■ WHAT IS NEEDED
Print each of the following items again exactly as it appears, line for line.

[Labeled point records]
>>>
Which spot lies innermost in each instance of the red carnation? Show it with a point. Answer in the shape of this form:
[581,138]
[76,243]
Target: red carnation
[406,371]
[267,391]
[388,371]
<<<
■ SOLUTION
Which spot lies innermost in each instance of the red carnation? Show it with a point. Answer in the shape of this form:
[581,138]
[76,243]
Target: red carnation
[406,371]
[267,391]
[388,371]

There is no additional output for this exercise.